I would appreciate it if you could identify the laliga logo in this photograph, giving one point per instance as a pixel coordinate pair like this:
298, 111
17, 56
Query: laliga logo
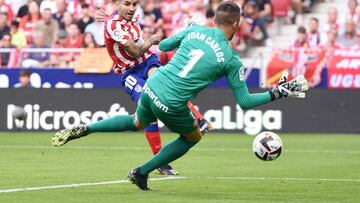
54, 120
252, 121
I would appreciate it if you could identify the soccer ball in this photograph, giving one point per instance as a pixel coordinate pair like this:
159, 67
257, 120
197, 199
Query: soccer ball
267, 146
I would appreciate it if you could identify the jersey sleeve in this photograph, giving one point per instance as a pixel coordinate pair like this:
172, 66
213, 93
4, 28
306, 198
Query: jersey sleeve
174, 42
235, 75
113, 28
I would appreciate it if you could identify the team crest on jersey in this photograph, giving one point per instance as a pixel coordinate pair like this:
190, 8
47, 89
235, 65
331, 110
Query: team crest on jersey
118, 34
138, 88
242, 73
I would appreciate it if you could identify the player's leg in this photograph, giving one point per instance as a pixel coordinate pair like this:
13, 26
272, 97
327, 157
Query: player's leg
182, 122
204, 125
114, 124
169, 153
133, 83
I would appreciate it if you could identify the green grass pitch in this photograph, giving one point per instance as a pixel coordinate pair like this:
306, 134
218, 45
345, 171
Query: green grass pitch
221, 168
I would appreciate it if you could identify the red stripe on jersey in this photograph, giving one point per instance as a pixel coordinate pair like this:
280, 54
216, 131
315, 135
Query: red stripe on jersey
119, 56
137, 29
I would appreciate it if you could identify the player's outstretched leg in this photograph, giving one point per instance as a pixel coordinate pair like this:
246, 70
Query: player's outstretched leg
168, 153
204, 125
62, 137
138, 179
152, 134
114, 124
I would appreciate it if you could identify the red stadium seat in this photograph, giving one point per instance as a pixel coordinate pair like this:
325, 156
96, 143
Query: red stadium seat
280, 11
280, 7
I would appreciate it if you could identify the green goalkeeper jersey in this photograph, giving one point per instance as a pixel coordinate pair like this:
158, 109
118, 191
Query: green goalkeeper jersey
203, 56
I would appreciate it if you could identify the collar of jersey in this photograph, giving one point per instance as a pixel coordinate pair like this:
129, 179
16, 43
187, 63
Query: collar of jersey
220, 32
116, 16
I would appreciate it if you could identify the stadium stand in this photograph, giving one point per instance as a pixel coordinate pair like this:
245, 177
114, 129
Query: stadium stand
72, 26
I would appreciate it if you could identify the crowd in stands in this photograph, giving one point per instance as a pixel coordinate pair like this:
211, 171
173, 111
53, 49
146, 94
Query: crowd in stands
71, 24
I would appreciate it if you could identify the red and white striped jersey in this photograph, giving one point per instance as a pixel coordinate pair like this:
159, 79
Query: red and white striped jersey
117, 32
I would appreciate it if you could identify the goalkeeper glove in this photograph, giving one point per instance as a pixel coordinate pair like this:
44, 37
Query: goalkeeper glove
195, 20
294, 88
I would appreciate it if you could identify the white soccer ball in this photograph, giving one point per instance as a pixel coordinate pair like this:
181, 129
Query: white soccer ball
267, 146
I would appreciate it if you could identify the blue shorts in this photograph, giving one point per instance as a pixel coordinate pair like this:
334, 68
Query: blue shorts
133, 80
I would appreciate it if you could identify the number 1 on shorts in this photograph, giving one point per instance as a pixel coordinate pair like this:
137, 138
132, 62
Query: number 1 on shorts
195, 56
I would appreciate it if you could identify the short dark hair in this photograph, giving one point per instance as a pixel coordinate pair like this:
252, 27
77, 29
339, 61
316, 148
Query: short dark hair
85, 6
227, 13
25, 73
15, 23
302, 30
315, 19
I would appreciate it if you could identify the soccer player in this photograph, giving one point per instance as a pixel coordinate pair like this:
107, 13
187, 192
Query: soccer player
134, 62
203, 55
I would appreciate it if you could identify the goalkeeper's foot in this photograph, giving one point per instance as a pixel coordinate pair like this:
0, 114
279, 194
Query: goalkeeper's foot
205, 126
167, 170
62, 137
138, 179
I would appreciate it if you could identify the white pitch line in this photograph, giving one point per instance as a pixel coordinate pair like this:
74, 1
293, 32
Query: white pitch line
82, 185
194, 149
177, 178
279, 178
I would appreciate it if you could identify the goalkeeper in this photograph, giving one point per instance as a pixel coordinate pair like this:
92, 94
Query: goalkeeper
203, 55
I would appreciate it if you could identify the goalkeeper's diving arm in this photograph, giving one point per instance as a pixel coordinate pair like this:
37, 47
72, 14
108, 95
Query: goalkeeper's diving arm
294, 88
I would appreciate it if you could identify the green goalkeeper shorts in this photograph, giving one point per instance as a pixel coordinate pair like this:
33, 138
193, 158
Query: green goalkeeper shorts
150, 108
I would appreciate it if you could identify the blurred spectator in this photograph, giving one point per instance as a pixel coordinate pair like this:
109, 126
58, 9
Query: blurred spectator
347, 39
24, 79
148, 20
5, 8
18, 37
357, 45
74, 38
60, 10
48, 26
27, 22
86, 18
301, 39
24, 10
97, 30
153, 9
298, 7
331, 42
350, 14
89, 41
147, 32
38, 59
61, 59
332, 20
315, 38
357, 18
251, 17
210, 12
6, 43
265, 10
256, 28
66, 20
4, 27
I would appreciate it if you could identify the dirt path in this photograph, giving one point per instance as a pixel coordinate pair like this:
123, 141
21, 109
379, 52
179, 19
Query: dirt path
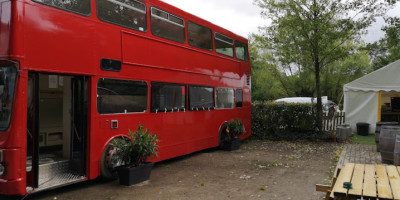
259, 170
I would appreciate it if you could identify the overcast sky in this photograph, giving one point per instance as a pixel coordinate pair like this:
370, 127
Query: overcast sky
243, 17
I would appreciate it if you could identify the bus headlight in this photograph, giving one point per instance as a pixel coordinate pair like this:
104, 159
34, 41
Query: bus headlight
2, 169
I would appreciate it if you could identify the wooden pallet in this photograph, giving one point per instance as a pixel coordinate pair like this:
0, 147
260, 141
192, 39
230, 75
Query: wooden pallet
368, 182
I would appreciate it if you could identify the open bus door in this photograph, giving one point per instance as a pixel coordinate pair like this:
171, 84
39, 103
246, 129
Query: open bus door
56, 130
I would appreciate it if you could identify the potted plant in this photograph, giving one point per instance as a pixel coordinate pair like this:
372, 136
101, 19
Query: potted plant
133, 153
234, 129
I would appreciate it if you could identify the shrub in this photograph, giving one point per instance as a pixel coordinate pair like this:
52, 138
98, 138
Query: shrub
289, 121
137, 148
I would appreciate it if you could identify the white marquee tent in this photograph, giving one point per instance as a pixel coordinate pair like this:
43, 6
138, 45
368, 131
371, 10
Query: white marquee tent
362, 97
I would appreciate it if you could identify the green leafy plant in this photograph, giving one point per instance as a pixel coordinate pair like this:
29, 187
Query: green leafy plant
137, 148
288, 121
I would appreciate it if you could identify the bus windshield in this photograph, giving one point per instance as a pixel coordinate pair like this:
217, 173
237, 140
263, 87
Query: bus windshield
7, 86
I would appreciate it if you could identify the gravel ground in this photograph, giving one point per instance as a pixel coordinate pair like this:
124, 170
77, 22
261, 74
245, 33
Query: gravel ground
259, 170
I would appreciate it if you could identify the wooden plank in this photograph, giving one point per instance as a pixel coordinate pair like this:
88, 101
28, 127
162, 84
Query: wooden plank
357, 181
369, 189
322, 188
384, 190
394, 179
345, 176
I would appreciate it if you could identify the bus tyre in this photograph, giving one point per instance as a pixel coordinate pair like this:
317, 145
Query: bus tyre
108, 164
223, 135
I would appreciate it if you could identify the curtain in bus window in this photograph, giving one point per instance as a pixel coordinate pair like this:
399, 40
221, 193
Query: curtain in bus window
78, 6
239, 98
167, 26
7, 85
167, 97
127, 13
241, 51
201, 98
121, 96
200, 36
223, 45
225, 97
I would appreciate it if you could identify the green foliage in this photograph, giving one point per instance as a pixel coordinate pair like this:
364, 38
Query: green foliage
289, 121
137, 148
366, 140
309, 35
335, 76
236, 128
386, 50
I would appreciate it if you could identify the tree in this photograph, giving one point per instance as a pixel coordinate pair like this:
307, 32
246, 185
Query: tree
387, 49
313, 34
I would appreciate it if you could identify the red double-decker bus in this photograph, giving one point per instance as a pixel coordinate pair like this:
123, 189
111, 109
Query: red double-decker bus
76, 74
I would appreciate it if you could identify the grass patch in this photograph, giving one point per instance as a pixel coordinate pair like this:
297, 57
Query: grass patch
368, 140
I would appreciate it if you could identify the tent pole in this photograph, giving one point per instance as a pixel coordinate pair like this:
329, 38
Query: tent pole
379, 105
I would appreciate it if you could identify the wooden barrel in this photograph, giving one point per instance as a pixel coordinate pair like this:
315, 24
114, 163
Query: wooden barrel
396, 156
387, 141
378, 131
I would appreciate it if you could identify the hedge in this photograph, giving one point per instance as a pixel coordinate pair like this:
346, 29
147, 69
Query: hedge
288, 121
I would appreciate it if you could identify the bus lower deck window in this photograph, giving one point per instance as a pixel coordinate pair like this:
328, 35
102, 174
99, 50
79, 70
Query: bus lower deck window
201, 97
166, 97
225, 98
116, 96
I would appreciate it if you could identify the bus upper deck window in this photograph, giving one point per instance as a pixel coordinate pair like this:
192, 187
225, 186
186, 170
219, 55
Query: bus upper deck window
7, 85
130, 14
223, 45
241, 50
81, 7
200, 36
168, 26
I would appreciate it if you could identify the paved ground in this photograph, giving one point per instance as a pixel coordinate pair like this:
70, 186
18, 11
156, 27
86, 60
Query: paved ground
259, 170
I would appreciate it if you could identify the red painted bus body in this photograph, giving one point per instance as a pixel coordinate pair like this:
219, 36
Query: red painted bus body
51, 48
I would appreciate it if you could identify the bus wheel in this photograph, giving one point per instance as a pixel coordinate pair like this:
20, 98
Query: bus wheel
223, 135
108, 163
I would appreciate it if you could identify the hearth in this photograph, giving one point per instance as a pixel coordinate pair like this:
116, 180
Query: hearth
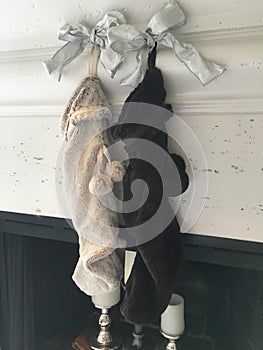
41, 308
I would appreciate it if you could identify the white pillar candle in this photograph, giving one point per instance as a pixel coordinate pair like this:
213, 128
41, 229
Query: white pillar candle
172, 320
107, 300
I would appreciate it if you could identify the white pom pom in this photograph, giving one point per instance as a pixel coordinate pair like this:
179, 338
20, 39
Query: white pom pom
100, 185
115, 171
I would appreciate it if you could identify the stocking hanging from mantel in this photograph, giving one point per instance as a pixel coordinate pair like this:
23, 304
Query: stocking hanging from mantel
153, 276
88, 181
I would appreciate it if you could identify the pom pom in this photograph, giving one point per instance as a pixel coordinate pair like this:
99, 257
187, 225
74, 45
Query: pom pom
100, 185
115, 171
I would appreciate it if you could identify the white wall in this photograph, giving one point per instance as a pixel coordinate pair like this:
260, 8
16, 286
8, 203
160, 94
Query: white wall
226, 116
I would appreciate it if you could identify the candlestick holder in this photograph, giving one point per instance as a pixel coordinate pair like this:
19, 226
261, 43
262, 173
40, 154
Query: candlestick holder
172, 321
108, 338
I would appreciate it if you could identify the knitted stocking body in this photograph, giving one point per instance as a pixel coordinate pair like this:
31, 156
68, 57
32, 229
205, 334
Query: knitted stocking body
99, 268
153, 275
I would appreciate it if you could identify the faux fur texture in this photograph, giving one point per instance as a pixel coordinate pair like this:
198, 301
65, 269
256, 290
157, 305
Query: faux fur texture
153, 276
99, 268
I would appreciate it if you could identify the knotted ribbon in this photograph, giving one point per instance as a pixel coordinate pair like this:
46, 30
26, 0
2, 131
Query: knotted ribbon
80, 36
126, 38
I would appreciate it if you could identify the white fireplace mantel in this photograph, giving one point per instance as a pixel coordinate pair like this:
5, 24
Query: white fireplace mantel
226, 116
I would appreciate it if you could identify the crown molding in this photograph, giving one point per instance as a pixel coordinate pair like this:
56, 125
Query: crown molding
185, 106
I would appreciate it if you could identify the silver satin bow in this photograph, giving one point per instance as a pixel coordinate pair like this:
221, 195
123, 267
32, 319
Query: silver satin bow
126, 38
79, 37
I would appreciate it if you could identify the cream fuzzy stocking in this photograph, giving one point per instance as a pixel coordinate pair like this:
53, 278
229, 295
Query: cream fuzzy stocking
99, 268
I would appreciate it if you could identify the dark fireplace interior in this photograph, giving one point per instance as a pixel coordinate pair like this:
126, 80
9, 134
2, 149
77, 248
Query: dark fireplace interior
221, 281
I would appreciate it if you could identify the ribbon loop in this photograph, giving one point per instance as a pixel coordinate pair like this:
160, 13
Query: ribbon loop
126, 38
79, 37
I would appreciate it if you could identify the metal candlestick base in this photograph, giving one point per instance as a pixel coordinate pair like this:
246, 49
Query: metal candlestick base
105, 340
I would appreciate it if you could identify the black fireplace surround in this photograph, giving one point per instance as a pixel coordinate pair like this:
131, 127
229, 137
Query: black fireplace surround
41, 308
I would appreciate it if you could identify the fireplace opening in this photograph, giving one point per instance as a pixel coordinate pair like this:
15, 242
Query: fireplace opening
42, 309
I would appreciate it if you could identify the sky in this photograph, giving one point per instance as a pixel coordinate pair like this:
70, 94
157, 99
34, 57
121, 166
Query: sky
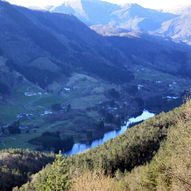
154, 4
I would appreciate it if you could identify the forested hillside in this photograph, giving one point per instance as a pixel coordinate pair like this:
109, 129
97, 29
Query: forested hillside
153, 155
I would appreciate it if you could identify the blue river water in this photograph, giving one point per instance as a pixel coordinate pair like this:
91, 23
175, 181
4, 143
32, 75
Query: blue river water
78, 147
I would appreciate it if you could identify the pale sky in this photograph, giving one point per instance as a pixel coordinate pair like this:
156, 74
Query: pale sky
155, 4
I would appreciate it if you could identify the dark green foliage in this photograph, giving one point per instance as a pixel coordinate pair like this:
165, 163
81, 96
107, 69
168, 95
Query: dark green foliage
57, 178
137, 146
52, 142
17, 165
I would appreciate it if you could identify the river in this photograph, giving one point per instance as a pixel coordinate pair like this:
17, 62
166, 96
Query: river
78, 147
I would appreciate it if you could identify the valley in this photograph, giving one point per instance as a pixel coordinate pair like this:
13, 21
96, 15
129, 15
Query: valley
94, 96
60, 85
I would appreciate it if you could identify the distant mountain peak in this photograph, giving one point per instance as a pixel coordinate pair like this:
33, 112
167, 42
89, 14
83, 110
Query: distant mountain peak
76, 5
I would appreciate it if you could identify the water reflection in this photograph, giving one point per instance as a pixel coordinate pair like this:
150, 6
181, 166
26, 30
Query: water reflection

======

_What is expected_:
Quote every line from the line containing "I would appreciate it if you could identify the forested" through the closing line of the listing, including both.

_Problem solution_:
I would appreciate it if you could identify the forested hillside in this photograph, giving one point per instance as a pixel coordinate pair like this:
109, 129
97, 29
Query: forested hillside
153, 155
I would appreciate it if you could identify the blue river water in this photograph, giving one point per instance as a pixel coordinate pair like this:
91, 23
175, 181
4, 143
32, 75
Query: blue river water
78, 147
I would appreciate it if you could identify the pale sky in this photograph, giving one point per instance as a pixel coordinate pair like this:
156, 74
Query: pale sky
155, 4
I would appreciate it if you could identify the dark green foliage in this photograph, giving one point per instance as a pixel coordinate pair like this:
165, 163
81, 96
107, 69
168, 95
Query: dark green foliage
57, 178
137, 146
52, 142
17, 165
I would appreciate it if you could identify the river in this photograph, giving one point per instance as a pixel coordinate pair like this:
17, 62
166, 96
Query: river
78, 147
I would appreciate it if you could identify the valley in this photograph, giving one point per instance as a pixel coordinate pair like this:
13, 21
96, 15
129, 15
Query: valley
94, 96
60, 85
I would appreciate it if you could identify the distant mountain peak in this photograph, giving one point per instance as a pixel coordinate pair like this:
33, 112
167, 42
89, 14
83, 110
Query: distant mountain peak
76, 5
I would appreciate it if you could identify the water reflection in this photograph, giving one point per instance as a pixel coordinate pair like this:
150, 6
181, 166
26, 30
Query: water reflection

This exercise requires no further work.